Please print every line from the one containing "Point out the soldier's" through the last line of the records below, exactly as written and nothing more.

◆ SOURCE MATERIAL:
■ ■ ■

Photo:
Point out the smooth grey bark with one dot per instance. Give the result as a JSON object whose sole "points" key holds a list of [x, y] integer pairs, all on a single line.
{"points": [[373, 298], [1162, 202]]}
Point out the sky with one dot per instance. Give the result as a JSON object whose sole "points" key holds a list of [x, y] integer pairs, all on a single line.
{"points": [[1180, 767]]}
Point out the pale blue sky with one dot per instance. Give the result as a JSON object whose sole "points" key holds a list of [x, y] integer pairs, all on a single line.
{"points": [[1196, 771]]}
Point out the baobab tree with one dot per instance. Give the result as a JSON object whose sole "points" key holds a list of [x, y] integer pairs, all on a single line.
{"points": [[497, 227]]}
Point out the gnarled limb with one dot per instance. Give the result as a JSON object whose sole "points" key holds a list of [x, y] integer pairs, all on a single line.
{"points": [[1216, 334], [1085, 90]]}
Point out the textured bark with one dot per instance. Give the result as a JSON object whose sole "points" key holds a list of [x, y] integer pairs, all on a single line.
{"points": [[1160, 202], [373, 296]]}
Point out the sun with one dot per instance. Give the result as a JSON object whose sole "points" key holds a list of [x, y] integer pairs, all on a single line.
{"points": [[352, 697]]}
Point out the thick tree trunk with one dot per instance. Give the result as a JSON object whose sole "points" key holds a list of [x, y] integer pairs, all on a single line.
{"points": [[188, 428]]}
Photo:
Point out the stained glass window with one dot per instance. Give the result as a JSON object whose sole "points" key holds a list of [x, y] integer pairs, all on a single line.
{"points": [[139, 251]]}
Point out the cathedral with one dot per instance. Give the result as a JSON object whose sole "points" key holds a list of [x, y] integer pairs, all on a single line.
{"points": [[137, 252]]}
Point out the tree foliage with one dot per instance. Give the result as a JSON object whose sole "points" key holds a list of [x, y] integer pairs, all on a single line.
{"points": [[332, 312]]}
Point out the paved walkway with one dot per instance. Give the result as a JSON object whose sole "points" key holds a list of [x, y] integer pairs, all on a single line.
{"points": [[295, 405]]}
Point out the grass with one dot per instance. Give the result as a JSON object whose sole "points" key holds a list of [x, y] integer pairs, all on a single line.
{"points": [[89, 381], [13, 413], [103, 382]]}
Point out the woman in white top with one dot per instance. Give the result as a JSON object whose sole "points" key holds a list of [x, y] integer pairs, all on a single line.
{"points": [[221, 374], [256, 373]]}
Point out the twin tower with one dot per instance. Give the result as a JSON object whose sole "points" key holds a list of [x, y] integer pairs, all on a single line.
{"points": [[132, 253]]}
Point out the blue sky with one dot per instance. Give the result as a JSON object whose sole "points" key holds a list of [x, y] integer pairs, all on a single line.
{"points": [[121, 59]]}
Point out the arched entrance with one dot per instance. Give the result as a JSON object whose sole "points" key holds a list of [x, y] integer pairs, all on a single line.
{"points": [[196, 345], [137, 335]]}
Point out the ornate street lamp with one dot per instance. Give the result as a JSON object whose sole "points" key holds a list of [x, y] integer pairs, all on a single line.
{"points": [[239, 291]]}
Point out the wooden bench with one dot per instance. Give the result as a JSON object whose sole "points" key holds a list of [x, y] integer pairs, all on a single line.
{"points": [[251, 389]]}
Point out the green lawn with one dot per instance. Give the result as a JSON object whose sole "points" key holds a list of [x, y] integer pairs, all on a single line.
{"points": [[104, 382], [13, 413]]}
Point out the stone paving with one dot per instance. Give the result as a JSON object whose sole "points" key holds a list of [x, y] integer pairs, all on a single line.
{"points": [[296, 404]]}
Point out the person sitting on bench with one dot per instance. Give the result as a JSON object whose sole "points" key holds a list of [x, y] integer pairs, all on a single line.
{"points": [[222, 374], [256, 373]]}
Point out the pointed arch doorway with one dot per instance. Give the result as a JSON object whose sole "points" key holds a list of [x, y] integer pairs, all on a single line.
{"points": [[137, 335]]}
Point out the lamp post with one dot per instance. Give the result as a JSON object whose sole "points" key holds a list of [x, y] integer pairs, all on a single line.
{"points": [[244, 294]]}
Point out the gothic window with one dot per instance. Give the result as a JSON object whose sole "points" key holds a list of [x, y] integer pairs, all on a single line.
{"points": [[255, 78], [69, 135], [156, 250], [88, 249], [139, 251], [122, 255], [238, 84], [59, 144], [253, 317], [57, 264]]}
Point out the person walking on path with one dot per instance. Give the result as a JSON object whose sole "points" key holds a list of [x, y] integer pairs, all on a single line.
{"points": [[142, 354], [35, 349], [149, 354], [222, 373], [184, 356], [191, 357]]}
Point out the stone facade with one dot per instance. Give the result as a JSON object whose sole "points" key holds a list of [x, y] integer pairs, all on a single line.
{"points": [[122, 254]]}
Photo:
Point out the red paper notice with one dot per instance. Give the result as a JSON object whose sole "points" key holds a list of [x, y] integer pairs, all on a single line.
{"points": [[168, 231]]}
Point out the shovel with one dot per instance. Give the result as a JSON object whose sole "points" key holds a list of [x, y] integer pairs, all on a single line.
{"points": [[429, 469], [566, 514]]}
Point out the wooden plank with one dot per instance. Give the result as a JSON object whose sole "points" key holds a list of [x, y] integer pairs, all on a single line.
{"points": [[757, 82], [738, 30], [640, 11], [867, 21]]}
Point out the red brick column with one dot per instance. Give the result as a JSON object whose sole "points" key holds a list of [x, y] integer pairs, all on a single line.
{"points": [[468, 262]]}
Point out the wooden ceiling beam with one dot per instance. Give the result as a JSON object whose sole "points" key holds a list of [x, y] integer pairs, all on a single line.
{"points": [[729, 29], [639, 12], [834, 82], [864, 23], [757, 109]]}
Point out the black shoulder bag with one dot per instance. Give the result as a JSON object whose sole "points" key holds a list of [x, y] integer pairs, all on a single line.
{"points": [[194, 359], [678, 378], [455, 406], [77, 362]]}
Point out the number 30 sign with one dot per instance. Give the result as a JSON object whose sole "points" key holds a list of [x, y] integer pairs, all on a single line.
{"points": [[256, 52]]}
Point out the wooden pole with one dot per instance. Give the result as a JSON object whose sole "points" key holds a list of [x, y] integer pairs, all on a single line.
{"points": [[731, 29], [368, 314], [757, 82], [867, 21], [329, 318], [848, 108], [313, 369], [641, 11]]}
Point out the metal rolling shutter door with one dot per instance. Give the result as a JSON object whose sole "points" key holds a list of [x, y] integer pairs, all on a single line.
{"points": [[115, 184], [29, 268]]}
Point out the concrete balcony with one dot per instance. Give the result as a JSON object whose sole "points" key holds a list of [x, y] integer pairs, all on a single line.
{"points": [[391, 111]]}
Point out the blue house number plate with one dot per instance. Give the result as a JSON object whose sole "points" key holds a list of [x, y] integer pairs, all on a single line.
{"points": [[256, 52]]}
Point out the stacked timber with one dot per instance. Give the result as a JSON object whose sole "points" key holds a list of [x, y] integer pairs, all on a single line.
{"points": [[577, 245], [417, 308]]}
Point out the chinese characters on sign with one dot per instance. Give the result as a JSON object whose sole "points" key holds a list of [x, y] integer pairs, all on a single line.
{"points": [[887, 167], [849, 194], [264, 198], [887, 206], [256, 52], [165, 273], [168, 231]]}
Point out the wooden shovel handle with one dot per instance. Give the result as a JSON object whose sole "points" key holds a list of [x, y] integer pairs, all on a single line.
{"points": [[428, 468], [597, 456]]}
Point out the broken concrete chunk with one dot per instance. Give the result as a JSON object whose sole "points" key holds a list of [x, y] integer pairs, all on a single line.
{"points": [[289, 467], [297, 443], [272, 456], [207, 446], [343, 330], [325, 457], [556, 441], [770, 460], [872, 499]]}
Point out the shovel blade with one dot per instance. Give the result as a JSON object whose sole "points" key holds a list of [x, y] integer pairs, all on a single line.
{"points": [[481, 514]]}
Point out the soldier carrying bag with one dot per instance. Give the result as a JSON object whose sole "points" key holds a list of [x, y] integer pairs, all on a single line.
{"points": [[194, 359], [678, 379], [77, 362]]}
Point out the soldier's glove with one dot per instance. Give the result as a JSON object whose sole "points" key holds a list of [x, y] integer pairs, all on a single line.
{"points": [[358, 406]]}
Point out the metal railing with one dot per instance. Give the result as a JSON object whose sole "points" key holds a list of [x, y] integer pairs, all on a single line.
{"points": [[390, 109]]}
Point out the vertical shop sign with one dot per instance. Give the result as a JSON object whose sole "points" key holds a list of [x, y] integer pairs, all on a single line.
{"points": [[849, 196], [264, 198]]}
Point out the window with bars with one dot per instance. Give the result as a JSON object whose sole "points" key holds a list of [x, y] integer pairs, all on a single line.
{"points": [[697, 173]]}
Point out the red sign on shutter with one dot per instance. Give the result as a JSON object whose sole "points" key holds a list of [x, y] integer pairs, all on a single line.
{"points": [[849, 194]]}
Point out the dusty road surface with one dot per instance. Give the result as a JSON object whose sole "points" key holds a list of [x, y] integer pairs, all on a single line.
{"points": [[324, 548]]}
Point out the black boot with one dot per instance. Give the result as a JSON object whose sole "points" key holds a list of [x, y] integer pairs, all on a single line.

■ ■ ■

◆ RESULT:
Point out the soldier's glove with one dot per instance. Give the result as a JSON object whose sole "points" key holds a list of [x, y] integer pairs, all on a single line.
{"points": [[358, 406]]}
Point out the metal railing with one dot per instance. Give the result as a JSON object whose sole "points" key holds a list of [x, y] integer pairs, all on a single line.
{"points": [[390, 109]]}
Point out the vertical shop sign with one dot per instance. Give the result as a JSON object whose sole "points" key holds a list of [x, y] integer pairs, all on a single line.
{"points": [[849, 196], [264, 198]]}
Point out the window with bars with one dot per instance. Give the result as a JSON object whose sole "points" key holds a list of [x, y] integer pairs, all on a single line.
{"points": [[697, 173]]}
Point out the red sign on shutter with one dot per instance. Give the result as a JSON object whose sole "points" key holds a list of [x, y] integer pairs, all on a single line.
{"points": [[849, 194]]}
Point out the dusty road surface with one dot per instance. Give the result as a JSON object whose sole "points" key holds a list of [x, y] integer pairs, all on a single line.
{"points": [[324, 548]]}
Point out the black boot with one dot per instance. Give the result as a JSON object whose sole "points" key holds a list of [x, y] integer pairs, all on a single line.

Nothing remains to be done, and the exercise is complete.